### [Exercice]
Dites si chaque affirmation concorde avec le texte extrait sur la croissance européenne, en répondant par oui ou par non et en citant mot pour mot le passage qui tranche. (a) L’agenda de Lisbonne portait sur la période 2000-2010. (b) Les États-Unis connaissent une croissance proche de 1 % par an. (c) La passivité européenne y est présentée comme une option envisageable.

### [Texte extrait]
* * *
Pour la croissance, il faut refaire, mais cette fois-ci réussir, l’agenda de Lisbonne, décidé en 2000 pour la période 2000-2010, qui mettait au cœur de la stratégie économique de l’UE l’intensification des efforts d’innovation et de R&D ainsi que la formation et l’attraction des talents. L’Europe ne peut pas se contenter d’une croissance potentielle et d’une croissance effective proches de 1% par an, alors que les États-Unis caracolent à 3%. L’attelage de Trump et des géants américains de la tech pourrait creuser encore plus les écarts de croissance et de productivité. Donc, la passivité et les désaccords intra-européens ne sont pas en l’espèce une option.
* * *
### [Liste fournie]
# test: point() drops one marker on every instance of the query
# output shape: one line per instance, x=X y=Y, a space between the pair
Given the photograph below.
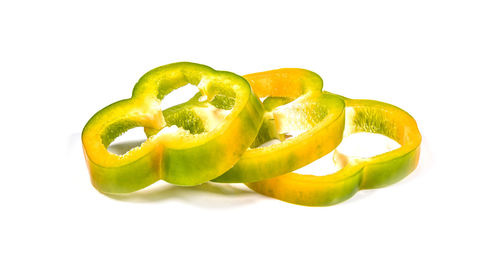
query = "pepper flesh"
x=365 y=173
x=180 y=158
x=295 y=102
* * *
### [Réponse]
(a) Oui : « décidé en 2000 pour la période 2000-2010 ».
(b) Non : « alors que les États-Unis caracolent à 3% ».
(c) Non : « la passivité et les désaccords intra-européens ne sont pas en l’espèce une option ».